▶ EXTRAIT DU TEXTE
══════════════════════════════
Le C pas proche de la machine ?

Ok on gère pas les cycle d'horloge ni dans quel secteur de quel block (à moins que ce ne soit quel block de quel secteur ?) on va écrire sur le disque. Mais bon à part l'assembleur il y a très peu de langage plus abs niveau que le C non ?

Et puis va écrire une appli Cocoa en asm 


Au passage pour les fan d'assembleur, vous connaissez Menuet ? C'est pas libre :-/ Mais c'est impressionnant ! Un OS avec interface graphique et tout qui tient sur une disquette et qui est entièrement codé en assembleur !


----------



## secretman (19 Octobre 2008)

J'entend parler beaucoup de Qt : Qu'est-ce exactement  ?

Wx, GTK (dans X11) ??? merci de préciser que quoi vous parlez. Je ne suis pas un pro de la programmation sinon je ferais du Objective-C !

Mon but est de développer des utilitaires du genre Gratuiciel, dans de nombreux domaines en général en rapport avec la sécurité informatique ou l'anonymat des internautes (fichiers cachés, effacement sécurisé des traces, etc)

Querlqu'un connait le couple Lazarus/Free Pascal ? Ca tiens la route sur Mac ?

Merci de vos nombreuses contributions,

Denis


----------



## ntx (19 Octobre 2008)

Qt, WxWidget et GTK sont des librairies C et C++ multi-plates-formes qui permettent de créer des applications utilisables sur Mac OSX (sauf GTK, bof sur Mac), Linux et Windows. Mais encore une fois, si c'est pour faire une application purement Mac, rien ne remplace Cocoa.

De toutes façons ce que tu cherches à faire sera difficilement portable car chaque OS ou application web gère différemment ces aspects.


----------



## phiel13 (19 Octobre 2008)

J'imagine que l'assembleur est de moins en moins utilisé, pour des raisons de portabilité, et par la difficulté de réaliser des programmes sophistiqués. Je pense qu'aujourd'hui, la plupart des systèmes d'exploitation l'utilisent peu


----------



## BS0D (19 Octobre 2008)
══════════════════════════════
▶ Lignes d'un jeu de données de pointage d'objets
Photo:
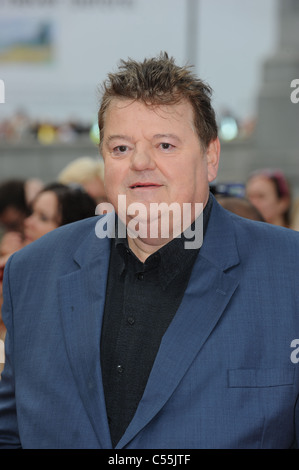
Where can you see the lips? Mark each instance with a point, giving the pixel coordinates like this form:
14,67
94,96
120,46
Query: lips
138,185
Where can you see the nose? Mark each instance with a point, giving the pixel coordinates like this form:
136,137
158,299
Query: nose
142,159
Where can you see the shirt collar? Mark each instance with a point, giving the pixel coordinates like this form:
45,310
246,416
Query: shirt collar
173,257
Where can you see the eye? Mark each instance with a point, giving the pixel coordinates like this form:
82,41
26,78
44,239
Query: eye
120,149
166,146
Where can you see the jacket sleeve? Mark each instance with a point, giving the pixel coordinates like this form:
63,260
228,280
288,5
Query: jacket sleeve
9,435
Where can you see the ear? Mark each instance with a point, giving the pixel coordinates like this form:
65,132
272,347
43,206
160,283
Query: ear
212,156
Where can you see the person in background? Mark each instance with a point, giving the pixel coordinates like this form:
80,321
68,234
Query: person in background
295,216
240,206
268,190
54,205
125,340
89,173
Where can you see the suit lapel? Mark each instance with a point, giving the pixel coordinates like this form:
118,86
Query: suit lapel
82,300
209,290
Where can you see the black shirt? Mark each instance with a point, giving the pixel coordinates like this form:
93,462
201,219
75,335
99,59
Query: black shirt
141,300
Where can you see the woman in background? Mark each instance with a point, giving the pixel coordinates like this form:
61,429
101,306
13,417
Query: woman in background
55,205
269,192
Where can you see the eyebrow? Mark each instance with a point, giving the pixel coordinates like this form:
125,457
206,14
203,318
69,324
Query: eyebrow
167,136
118,136
156,136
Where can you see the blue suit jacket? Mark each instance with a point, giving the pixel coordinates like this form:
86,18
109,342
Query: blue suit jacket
224,376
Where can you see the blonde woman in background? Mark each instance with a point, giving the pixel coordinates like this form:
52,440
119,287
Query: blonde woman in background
89,173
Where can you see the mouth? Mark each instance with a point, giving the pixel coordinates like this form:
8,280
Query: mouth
144,185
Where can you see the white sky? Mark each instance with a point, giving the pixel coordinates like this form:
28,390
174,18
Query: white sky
233,39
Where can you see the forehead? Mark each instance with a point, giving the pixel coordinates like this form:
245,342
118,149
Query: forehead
121,112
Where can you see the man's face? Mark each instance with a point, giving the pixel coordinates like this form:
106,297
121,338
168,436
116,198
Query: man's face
153,155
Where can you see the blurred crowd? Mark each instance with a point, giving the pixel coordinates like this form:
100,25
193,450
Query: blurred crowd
30,208
20,127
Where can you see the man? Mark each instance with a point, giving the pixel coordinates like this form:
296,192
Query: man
143,341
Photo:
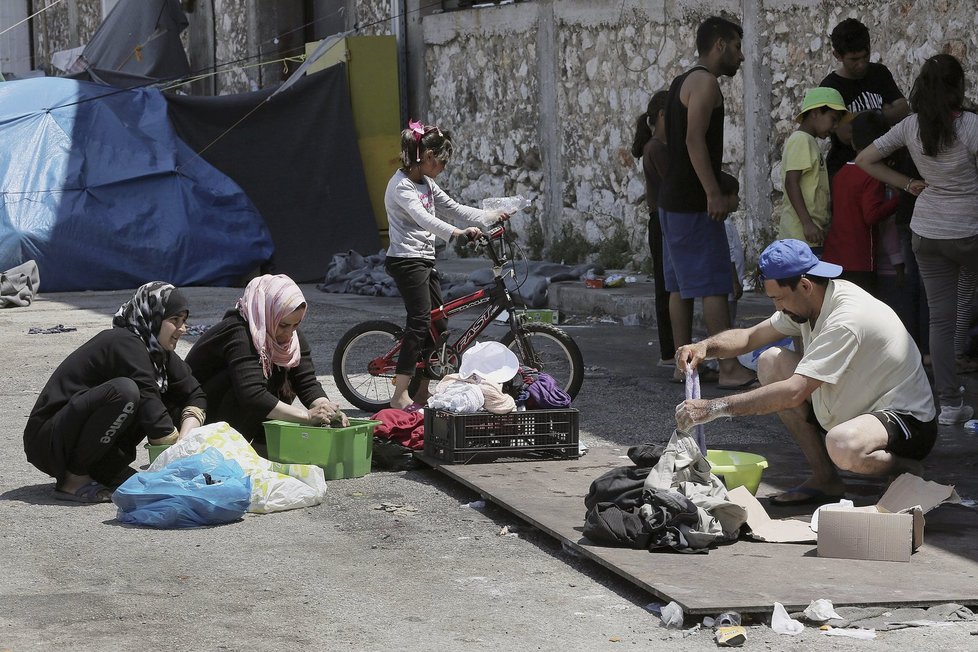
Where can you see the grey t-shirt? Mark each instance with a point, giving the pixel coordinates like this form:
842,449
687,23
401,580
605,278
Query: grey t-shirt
413,216
948,207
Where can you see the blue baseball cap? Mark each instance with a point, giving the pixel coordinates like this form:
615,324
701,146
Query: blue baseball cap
787,258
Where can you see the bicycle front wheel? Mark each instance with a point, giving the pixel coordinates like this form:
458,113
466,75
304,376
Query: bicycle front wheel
363,366
552,351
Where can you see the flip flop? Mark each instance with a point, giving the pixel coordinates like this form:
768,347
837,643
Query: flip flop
93,492
812,496
753,382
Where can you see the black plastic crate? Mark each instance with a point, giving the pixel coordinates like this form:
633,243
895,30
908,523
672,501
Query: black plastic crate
482,437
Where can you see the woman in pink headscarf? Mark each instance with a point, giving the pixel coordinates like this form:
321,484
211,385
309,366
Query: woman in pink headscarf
255,362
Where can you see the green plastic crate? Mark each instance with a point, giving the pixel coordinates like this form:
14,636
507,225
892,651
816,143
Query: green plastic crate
541,316
341,452
155,450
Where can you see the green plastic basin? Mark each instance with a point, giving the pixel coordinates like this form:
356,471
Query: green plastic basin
737,468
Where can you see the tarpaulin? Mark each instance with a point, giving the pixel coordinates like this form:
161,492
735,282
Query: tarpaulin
297,158
97,188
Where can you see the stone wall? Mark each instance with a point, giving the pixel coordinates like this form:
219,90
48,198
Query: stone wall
608,58
63,26
543,95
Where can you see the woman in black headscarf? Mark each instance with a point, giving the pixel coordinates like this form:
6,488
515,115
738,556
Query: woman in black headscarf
122,385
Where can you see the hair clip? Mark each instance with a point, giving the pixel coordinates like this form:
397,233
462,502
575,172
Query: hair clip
420,131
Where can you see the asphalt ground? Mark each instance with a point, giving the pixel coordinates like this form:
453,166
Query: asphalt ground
347,574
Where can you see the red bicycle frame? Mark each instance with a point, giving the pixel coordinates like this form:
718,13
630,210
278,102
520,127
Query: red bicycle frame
497,296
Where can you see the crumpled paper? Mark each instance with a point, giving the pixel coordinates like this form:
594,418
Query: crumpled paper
821,610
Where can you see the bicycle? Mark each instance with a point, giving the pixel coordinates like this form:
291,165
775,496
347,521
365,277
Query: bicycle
366,356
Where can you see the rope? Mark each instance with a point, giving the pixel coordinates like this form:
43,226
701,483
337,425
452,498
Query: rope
37,13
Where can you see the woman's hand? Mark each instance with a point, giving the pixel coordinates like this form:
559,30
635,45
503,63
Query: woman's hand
326,413
916,186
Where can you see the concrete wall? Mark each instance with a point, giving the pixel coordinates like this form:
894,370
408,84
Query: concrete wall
543,95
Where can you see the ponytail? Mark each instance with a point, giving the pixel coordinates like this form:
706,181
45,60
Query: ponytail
645,123
937,95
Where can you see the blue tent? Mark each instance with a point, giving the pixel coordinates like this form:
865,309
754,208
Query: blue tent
97,188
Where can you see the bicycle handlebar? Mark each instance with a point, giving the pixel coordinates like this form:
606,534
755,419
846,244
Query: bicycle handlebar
485,240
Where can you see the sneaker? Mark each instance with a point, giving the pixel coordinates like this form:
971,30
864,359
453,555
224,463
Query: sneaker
965,365
951,415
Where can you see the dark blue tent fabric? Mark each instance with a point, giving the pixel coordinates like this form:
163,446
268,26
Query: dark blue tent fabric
97,188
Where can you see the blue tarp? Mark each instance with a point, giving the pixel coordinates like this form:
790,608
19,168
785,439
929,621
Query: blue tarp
98,189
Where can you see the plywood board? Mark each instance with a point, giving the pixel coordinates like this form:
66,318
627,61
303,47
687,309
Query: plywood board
745,576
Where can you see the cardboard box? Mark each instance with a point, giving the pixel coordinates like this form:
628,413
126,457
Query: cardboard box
763,527
890,530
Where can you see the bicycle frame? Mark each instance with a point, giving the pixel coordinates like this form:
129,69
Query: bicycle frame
499,299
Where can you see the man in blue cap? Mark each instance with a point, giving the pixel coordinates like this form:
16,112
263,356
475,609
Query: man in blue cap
857,398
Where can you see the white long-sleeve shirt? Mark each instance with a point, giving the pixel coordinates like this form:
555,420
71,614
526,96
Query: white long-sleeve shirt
413,216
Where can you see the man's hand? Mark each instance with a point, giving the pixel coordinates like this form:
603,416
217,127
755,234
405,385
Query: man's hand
471,232
690,355
694,412
717,206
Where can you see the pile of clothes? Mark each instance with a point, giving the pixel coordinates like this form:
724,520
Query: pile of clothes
669,499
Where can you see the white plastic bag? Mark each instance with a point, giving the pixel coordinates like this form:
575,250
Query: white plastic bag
672,616
275,486
821,610
508,205
782,623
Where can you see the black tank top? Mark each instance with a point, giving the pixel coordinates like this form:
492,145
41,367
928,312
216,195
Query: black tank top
681,190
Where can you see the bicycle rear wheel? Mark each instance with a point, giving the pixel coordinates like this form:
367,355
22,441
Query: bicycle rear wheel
552,351
363,373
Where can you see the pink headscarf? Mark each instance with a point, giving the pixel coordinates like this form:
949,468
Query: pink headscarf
266,301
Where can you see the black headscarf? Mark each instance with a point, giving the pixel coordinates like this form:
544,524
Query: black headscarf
145,313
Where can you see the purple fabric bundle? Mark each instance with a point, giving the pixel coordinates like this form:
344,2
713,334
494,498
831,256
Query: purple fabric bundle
545,394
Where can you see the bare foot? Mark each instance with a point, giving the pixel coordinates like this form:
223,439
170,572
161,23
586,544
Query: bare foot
399,403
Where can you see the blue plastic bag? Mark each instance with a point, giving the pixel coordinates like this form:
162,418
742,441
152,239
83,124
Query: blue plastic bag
202,489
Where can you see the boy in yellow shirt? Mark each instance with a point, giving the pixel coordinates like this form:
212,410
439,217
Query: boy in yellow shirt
805,214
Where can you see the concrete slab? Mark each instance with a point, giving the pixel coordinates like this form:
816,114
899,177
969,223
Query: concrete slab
745,576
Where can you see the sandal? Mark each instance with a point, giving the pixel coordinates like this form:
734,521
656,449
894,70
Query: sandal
93,492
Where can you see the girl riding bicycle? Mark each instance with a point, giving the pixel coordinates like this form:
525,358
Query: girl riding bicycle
415,208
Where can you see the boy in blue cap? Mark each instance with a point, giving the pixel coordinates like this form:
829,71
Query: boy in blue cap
857,399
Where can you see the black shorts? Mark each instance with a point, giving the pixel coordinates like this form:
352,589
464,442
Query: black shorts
906,436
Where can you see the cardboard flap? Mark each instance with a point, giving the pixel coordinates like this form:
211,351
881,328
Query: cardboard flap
909,490
763,527
851,534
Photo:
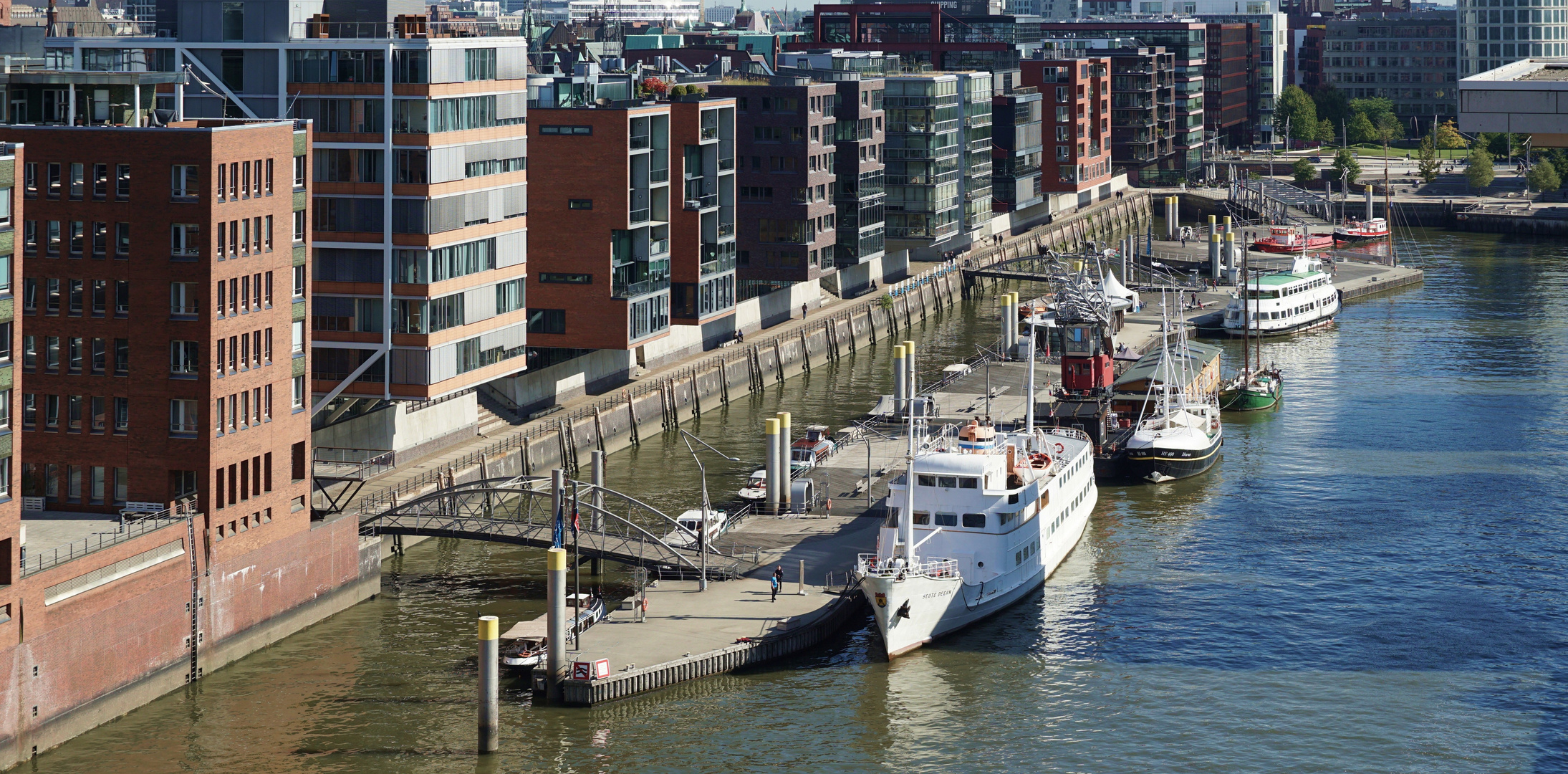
══════════════════════════════
D'après l'extrait, en quel langage l'OS Menuet est-il entièrement codé ? Appuyez-vous uniquement sur l'extrait.

▶ RÉPONSE RÉDIGÉE
En assembleur.